**Record set**

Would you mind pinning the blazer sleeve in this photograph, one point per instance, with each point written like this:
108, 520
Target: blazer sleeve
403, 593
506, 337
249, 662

**Work order**
Reproduce each entry in the listing character for character.

**Solution to this exercise**
Would you mind pinning the blazer sleeve in this photograph, one point per instance, with each point written like this:
108, 520
Target: blazer sleeve
403, 593
506, 337
249, 662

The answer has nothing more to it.